Mário Cordeiro
Pediatra

Bebés da pandemia

Nov 23, 2021 | Mário Cordeiro, Opinião

Consequências do isolamento, do uso continuado de máscaras das educadoras e a exclusão dos pais do ambiente escolar.

Pode ser necessário. Pode ser excesso de zelo. Pode ser uma precaução fundamental. Há (como em tudo) várias “versões da história”. Todavia, independentemente das razões que assistem às medidas decretadas pela Direção-Geral da Saúde (DGS) e pelos estabelecimentos de ensino, a verdade é que há efeitos colaterais indesejáveis e que, em muito, vão prejudicar o presente e o futuro das crianças.

As crianças desde há dois anos têm sofrido muito 

Há quase dois anos que andamos nisto, e apesar de um bom epidemiologista saber que nenhuma pandemia durar menos de ano e meio, este estado pandémico continua, com altos e baixos e as medidas andam, como não poderia deixar de ser, aos avanços e recuos, porque, a acrescer ao ziguezague da situação infeciosa, há ainda um desconhecimento razoável relativamente ao comportamento do vírus e, ainda, à eficácia das medidas. O que é certo é que as crianças no geral, e as nascidas desde há dois anos em particular, têm sofrido muito com esta situação.

(Descrições de regiões em linguagem natural)
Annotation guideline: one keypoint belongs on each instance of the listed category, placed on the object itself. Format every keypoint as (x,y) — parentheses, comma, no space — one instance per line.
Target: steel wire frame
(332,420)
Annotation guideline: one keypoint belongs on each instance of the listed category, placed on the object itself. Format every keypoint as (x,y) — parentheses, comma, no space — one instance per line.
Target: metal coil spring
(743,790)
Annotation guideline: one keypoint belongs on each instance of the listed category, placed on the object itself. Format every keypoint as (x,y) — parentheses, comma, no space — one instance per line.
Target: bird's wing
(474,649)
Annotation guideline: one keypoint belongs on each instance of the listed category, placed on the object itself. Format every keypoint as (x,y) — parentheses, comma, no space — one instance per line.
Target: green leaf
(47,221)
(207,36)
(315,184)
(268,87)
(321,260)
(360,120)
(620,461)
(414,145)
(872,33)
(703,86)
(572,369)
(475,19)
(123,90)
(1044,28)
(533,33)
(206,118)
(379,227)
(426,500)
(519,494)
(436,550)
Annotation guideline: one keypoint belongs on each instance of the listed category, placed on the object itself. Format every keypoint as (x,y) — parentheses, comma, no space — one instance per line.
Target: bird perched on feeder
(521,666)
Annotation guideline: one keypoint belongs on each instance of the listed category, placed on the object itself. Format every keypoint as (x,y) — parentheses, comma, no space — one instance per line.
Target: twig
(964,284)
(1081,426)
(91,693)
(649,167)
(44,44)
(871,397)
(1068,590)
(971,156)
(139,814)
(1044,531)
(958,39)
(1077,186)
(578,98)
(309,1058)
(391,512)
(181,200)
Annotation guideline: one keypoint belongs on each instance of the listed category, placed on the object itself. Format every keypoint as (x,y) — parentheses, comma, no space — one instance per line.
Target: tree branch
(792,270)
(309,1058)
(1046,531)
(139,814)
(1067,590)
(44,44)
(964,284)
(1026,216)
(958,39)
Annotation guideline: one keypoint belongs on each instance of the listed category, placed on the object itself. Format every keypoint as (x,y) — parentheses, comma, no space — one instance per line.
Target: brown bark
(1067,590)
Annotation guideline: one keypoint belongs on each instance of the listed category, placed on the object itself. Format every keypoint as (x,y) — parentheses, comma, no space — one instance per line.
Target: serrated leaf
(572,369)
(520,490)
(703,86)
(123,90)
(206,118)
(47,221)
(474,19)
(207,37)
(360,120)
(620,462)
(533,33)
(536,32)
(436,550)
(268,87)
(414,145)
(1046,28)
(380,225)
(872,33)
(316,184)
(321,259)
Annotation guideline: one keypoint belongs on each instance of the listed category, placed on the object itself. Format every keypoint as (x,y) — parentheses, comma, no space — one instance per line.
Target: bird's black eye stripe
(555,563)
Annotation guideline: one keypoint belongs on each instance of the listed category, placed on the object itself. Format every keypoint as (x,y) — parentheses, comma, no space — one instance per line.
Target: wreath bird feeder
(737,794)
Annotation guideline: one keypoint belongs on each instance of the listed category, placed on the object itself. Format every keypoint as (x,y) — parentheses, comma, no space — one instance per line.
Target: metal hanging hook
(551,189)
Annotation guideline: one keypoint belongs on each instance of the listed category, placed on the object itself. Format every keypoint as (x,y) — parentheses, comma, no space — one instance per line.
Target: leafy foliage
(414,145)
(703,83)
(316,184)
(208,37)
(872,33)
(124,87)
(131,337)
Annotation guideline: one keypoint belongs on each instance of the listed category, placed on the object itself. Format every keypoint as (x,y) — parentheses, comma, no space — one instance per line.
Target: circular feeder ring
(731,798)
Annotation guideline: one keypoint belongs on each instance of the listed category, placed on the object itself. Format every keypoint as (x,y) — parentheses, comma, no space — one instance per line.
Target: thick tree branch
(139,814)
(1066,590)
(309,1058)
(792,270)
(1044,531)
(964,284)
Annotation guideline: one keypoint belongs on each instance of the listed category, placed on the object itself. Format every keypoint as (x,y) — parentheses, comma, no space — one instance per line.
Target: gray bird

[QUESTÕES DE ESTUDO]
a - No texto sobre os bebés da pandemia, que entidade decretou as medidas, além dos estabelecimentos de ensino?
b - Prossiga o texto sobre os bebés da pandemia a partir da última frase apresentada.

[RESULTADOS DO EXERCÍCIO]
a - A Direção-Geral da Saúde (DGS).

b -
Isolamento nas escolas e educadores de máscara

Os atendimentos diurnos tiveram de fechar, ou de abrir com fortes medidas de segurança: sejam as interrupções “porque o pai da Maria está positivo”, o facto de os pais não poderem entrar nos estabelecimentos, as “bolhas” que isolam grupos de crianças ou que não deixam a sua interação com os outros se fazer de um modo espontâneo e natural, ou o uso de máscaras pelos educadores, que limita de forma grave (e esperamos que não indelével) a comunicação entre os adultos e as crianças; adultos esses, refira-se, que são cuidadores durante horas e horas em que as crianças estão ativas.

Consegue o bebé distinguir os adultos, se todos usam máscara?

Como é possível aprender a falar, a pronunciar palavras, a ter uma boa dicção, a saber que músculos usar para comunicar, não apenas verbalmente, mas também através das expressões e microexpressões faciais, e dos pequenos sinais que a face emana, se mais de metade do rosto de quem deveria ensinar e revelar esses sinais está tapada, por algo que, ainda por cima, é igual entre as diversas pessoas? Como se distinguem os adultos, nestas idades tão precoces, ou até como se entendem que há “mais adultos para lá dos pais”, se todos os seres humanos são iguais, seja a máscara azul, verde, branca ou de qualquer outra cor? A face humana passou a ser um adereço do vestuário e o “hábito não faz o monge”.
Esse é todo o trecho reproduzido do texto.